=== Task item ===
Retype every entry word for word. Omit the pictures.

[Natural language region descriptions]
○ ○ ○ ○

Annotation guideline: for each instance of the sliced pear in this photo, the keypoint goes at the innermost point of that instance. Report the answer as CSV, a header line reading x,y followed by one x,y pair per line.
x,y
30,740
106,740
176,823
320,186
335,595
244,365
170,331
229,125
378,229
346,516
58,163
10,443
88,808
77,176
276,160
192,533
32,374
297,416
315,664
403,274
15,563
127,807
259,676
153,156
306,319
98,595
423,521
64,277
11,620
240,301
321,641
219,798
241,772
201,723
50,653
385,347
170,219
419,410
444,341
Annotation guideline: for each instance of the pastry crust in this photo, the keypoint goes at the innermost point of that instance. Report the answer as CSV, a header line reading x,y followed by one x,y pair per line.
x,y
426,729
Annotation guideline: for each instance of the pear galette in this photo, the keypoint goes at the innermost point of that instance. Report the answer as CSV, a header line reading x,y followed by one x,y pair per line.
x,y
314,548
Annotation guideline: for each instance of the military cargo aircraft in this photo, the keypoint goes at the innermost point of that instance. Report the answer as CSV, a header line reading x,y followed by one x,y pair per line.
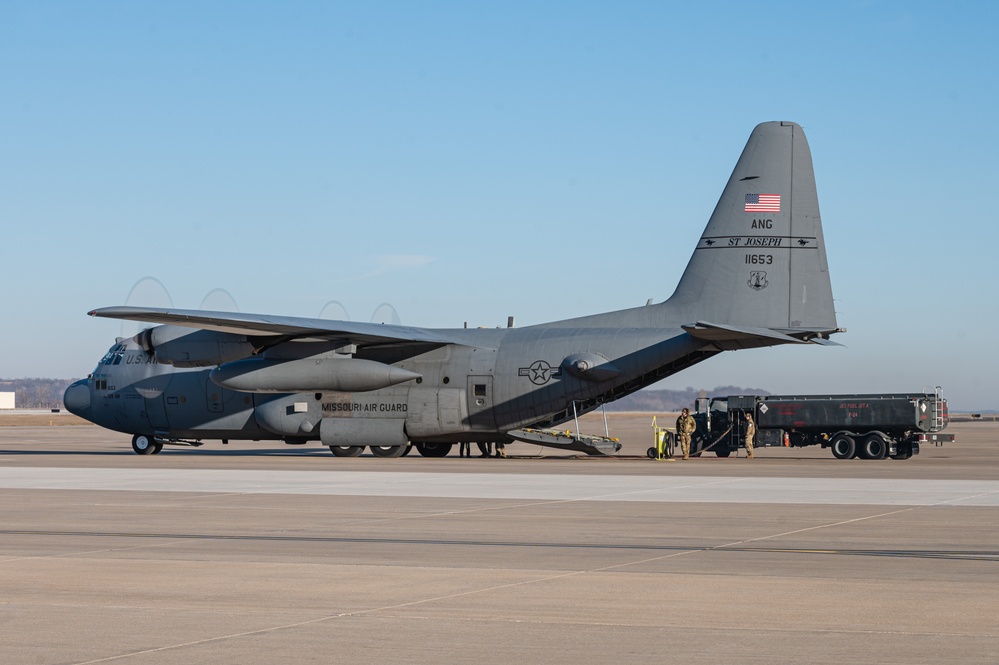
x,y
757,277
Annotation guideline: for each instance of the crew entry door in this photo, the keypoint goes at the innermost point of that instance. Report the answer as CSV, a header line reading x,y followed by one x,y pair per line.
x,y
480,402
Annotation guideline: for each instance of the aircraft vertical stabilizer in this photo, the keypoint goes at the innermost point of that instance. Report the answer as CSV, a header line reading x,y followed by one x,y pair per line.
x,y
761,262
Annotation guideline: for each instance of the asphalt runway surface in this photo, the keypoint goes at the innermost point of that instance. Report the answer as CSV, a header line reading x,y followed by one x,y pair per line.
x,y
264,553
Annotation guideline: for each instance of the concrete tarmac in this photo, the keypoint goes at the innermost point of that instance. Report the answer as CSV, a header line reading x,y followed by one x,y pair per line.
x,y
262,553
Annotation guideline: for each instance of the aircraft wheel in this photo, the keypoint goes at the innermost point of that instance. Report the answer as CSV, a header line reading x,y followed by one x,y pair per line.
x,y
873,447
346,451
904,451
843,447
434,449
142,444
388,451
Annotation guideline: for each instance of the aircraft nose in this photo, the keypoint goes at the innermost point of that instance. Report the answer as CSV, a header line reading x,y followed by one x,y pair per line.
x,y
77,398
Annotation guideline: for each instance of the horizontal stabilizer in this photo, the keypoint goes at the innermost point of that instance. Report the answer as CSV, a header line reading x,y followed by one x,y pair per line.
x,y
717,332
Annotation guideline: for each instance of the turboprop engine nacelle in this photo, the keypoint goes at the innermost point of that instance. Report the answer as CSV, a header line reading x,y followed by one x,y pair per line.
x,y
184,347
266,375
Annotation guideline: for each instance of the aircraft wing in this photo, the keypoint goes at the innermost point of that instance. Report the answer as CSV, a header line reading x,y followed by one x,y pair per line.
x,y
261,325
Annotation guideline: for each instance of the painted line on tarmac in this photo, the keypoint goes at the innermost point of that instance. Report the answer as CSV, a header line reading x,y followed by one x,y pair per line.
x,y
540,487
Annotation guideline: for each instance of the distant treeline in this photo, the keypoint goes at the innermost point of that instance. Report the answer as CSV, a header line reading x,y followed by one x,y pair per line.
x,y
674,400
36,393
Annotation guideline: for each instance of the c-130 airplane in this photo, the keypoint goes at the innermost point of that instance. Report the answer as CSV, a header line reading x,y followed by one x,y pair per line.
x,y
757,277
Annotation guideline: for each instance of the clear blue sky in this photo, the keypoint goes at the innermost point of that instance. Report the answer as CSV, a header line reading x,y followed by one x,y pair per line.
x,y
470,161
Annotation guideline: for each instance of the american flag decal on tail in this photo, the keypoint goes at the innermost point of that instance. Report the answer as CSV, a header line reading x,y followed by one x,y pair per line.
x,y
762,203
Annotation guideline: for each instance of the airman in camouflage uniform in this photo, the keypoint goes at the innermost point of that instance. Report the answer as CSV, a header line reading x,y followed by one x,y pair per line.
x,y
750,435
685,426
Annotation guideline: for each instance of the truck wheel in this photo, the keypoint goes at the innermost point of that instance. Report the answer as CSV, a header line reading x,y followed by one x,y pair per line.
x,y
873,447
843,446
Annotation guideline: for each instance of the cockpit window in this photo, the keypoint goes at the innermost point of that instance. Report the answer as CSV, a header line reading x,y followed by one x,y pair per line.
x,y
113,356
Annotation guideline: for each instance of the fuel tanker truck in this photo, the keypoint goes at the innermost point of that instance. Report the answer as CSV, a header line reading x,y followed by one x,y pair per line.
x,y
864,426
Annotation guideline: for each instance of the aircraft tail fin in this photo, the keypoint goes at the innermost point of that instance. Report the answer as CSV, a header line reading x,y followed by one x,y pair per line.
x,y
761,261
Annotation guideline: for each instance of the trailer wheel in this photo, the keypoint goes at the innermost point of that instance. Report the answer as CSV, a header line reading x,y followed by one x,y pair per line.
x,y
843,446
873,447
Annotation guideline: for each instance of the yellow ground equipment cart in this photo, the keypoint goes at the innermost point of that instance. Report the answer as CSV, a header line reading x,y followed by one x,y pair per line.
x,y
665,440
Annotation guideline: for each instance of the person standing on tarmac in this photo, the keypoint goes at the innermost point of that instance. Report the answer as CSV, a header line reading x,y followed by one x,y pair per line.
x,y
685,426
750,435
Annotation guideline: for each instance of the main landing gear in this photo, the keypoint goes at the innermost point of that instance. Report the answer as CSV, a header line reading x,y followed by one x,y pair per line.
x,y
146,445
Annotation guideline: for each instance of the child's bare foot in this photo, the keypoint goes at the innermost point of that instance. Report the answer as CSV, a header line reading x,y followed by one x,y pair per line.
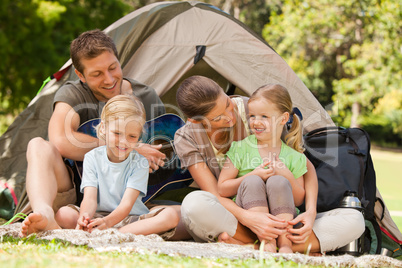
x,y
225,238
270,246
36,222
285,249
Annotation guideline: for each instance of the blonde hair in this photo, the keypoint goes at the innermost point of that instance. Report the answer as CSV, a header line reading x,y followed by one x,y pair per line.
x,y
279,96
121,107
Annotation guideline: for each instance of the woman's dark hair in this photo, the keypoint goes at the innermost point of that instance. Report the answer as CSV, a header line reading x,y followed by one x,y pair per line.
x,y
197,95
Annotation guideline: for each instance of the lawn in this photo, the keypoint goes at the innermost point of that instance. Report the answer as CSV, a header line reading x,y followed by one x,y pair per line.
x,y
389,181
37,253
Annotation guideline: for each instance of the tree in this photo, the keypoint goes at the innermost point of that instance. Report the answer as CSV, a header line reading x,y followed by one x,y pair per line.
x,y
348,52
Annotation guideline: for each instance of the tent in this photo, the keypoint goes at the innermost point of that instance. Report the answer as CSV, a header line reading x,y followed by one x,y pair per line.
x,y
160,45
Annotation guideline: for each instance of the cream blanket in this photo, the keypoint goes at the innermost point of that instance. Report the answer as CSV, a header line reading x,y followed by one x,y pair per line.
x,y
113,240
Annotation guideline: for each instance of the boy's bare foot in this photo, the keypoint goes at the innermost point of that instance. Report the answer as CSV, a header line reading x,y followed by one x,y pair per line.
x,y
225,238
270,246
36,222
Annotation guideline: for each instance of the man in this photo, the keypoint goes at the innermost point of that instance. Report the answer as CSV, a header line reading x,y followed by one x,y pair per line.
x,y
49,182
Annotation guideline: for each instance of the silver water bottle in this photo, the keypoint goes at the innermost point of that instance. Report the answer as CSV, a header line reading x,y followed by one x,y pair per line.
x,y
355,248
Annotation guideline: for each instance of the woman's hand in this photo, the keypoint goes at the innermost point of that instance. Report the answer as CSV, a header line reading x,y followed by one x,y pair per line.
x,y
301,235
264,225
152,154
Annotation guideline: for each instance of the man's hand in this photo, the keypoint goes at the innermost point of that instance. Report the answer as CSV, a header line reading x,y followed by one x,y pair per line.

○ ○ ○ ○

=== Exercise answer ===
Annotation guideline: for each instance of the sliced pear in this photo, the keypoint goes at the innermost point of that instance. Report the answer as CSV, a header line reading x,y followed by one x,y pair per line.
x,y
30,740
106,740
176,823
320,186
335,595
244,365
170,331
229,125
378,229
346,516
58,163
10,443
88,808
77,176
276,160
192,533
32,374
297,416
315,664
403,274
15,563
127,807
259,676
153,156
306,319
98,595
423,521
64,277
11,620
240,301
321,641
219,798
241,772
201,723
50,653
385,347
170,219
419,410
444,341
Annotation guideline: for each instance of the pastry crust in this photo, the keypoint goes at the innermost point of that instance. Report the answer as CSV, a header line reading x,y followed by one x,y pair per line.
x,y
426,729
Annotation guideline: for each instance of the pear galette in this photo, the keypoint goes at the innermost point of that instance. Report the answer as CSV, a header line reading x,y followed by one x,y pair per line.
x,y
314,548
Annotation guideline: for each instance of the military cargo aircraft in this photo, the keypoint goes at the innermost point of that instance. Report the answer as CSV, a header line reading x,y followed by one x,y pair per line.
x,y
757,277
Annotation guideline: for each instance of the crew entry door in this photo, the keypoint goes at the innermost point of that instance. Report the answer as CSV, a header line reading x,y followed by one x,y pair per line.
x,y
480,402
Annotation guideline: for each instance of the aircraft vertical stabilizer in this photo, the keypoint goes at the innermost point of that instance. Report the answer as CSV, a header line reading x,y followed by one x,y pair per line.
x,y
761,262
Annotation guideline: for each instance of the asphalt runway surface in this photo, the keypoint goes at the innermost point of that instance. Report the answer as CSV, a header line reading x,y followed by one x,y pair per line.
x,y
264,553
Annotation guideline: for each instance of the concrete tarmac in this photo, the keypoint goes at the innermost point of that instance. Report the answer as CSV, a header line reading x,y followed by one x,y pair per line.
x,y
262,553
Annotation guideline: for each instance of the aircraft wheel in this photo, the keypoint goes at the innermost point of that instance. Report the answer as CSV, a header line reading x,y followed by one x,y pair per line.
x,y
873,447
346,451
904,451
843,447
434,449
142,444
388,451
Annotation guideline: for each instance of the aircraft nose in this photo, the keypoint goes at the innermost point of that instance. Report the answer as CSV, a header line reading x,y followed by one x,y pair per line.
x,y
77,398
Annotation guideline: for each instance of the horizontal stabilizer in this photo, the keypoint goes at the innermost point of that instance. Report the answer as CSV, a header line reading x,y followed by one x,y pair per line.
x,y
717,332
Annotation guideline: for each instance of the turboprop engine nacelle in this photo, the keypoint goes at the innermost point of that instance. Report the answer as CSV, a header line reading x,y followed by one x,y pair per line.
x,y
184,347
266,375
Annotation guideline: for each instance of the aircraft wing in this photo, the keypoint goes at the innermost point of that instance. Report the answer as CSV, a header line reading x,y followed by one x,y pair per line.
x,y
261,325
Annotation guideline: for each instance of the painted line on tarmac in this photo, the keypoint goes at the innermost point of that instance. Report the answer as CSV, a header line reading x,y followed by one x,y pair per line.
x,y
540,487
Annotation guideline: for each instance of the distant treeline in this photo, the keypoint goes at the innermost point of that instance. Report the answer as CSV, a header line reading x,y followed by one x,y pair per line.
x,y
674,400
36,393
Annotation guideline: for each instance of the c-130 airplane in this photo, the keypoint goes at the innermost point of that instance. Report the answer as CSV, a header line reading x,y followed by one x,y pair per line.
x,y
757,277
Annotation guideline: for each instance of the clear blue sky in this photo, the keypoint goes at the innermost point of that instance. Report the answer as CSV, a header line reading x,y followed by one x,y pair per line.
x,y
470,161
Annotation guideline: for each instance of the american flag decal on tail in this photo, the keypoint goes at the innermost point of that instance. Report the answer as CSV, a header line reading x,y followed by one x,y pair per line.
x,y
762,203
Annotation guideline: for each instance of the airman in camouflage uniform in this photo, the keypoint goes at the innermost point of that instance. Report the answer as CSV, a header line reading x,y followed by one x,y pair per line.
x,y
750,435
685,426
Annotation guideline: for each instance of the truck wheel in this photo, the keypoint goes at the innermost point of that instance. Report the answer as CSV, a header line reading x,y followed by one x,y pair per line.
x,y
873,447
843,446
Annotation guideline: for each instance of the cockpit window in this photo, the keypoint goes at the innermost point of that instance. Report the answer as CSV, a header line reading x,y followed by one x,y pair per line.
x,y
113,356
Annotation guideline: for each instance of the fuel tanker truck in this photo, the keypoint goes at the innermost point of that instance. Report the answer as CSV, a header line reading x,y followed by one x,y pair per line.
x,y
864,426
Annotation guideline: for each instance of the aircraft tail fin in this photo, the keypoint goes at the innermost point of that instance. Report the answer as CSV, a header line reading x,y followed by one x,y pair per line.
x,y
761,261
Annotation guideline: for each instance of the trailer wheel in this photo, the keypoint goes at the innermost point of that instance. Report the answer as CSV, a header line reading x,y followed by one x,y pair per line.
x,y
843,446
873,447
Annotation guideline: for each instance of the yellow ground equipment cart in this photo, the keypoint goes at the innermost point of that instance. Report the answer as CSV, a header line reading x,y followed by one x,y pair per line.
x,y
665,440
Annotation guideline: for each instance of the person standing on tarmac in this photo, the keypoint goes at the innermost point of that instance. Report the answer as CSV, a header line reading x,y followed by one x,y pair per line.
x,y
685,426
750,435
Annotation guideline: for each instance of the main landing gear in this photo, the keypoint goes at the innermost point of that instance. Report the answer as CSV, a header line reading x,y followed by one x,y pair per line.
x,y
146,445
Annotation guideline: for each instance of the child's bare foot in this photo, the keypoint goes at the innermost point of that instance. Report the answer as CSV, a header line reading x,y followed by one x,y pair per line.
x,y
225,238
270,246
36,222
285,249
Annotation guideline: for each instance of the blonde hair in this photo, the keypoint goes at the innermost point of that instance. Report the answer as CSV, a header line reading x,y followed by one x,y pair per line.
x,y
279,96
121,107
Annotation guideline: for each instance of the woman's dark hair in this photo, the keypoint goes at the innermost point of that instance. Report the answer as CSV, a header line reading x,y followed by one x,y pair per line.
x,y
197,95
Annotation guideline: for each instance of the lawn in this photo, the keypoint goes at the innermost point of that instance. Report the answer as CSV, a header line reading x,y followed by one x,y pair per line.
x,y
389,181
37,253
Annotation guideline: for each instance of the tree in this photo, the keypoint goes at the innermost point of that instance. Report the answer as CSV, a header line reading x,y followed by one x,y pair per line.
x,y
348,52
Annotation guideline: for each instance of the tent in this photo, the keypoint goes at the innermost point of that instance. Report the answer as CSV, a header line reading x,y followed by one x,y pair per line.
x,y
160,45
Annotation guideline: for each instance of the cream blanket in this photo, the keypoint goes at the innermost point of that instance. Report the answer as CSV, a header line reading x,y followed by one x,y pair per line.
x,y
113,240
Annotation guideline: for each instance of the boy's bare foot in this photo, the keypoint goes at the innermost point of that instance. Report the answer as CSV, a header line reading x,y followed by one x,y pair per line.
x,y
225,238
270,246
36,222
Annotation guideline: for each instance of the man in this photo, the keypoint goes at the innermost point of that instance. Report the answer as CSV, a header line reading x,y followed by one x,y pair per line.
x,y
49,182
Annotation guideline: for each instance of the silver water bottle in this photo, the keypoint goes at the innermost point of that instance. Report the answer as CSV, a header line reading x,y followed by one x,y pair per line.
x,y
355,248
Annotation guideline: for each instance of the woman's hand in this photo, the keypoint goes at the innermost point of that instance. Report the answer as CSV, a header line reading x,y followed by one x,y pair per line.
x,y
301,235
264,225
152,154
Annotation guideline: for each instance of the man's hand in this photo, the keypoint goes at the innermost point of that instance. Report the answer as CSV, a header line reading x,y followed by one x,y pair per line.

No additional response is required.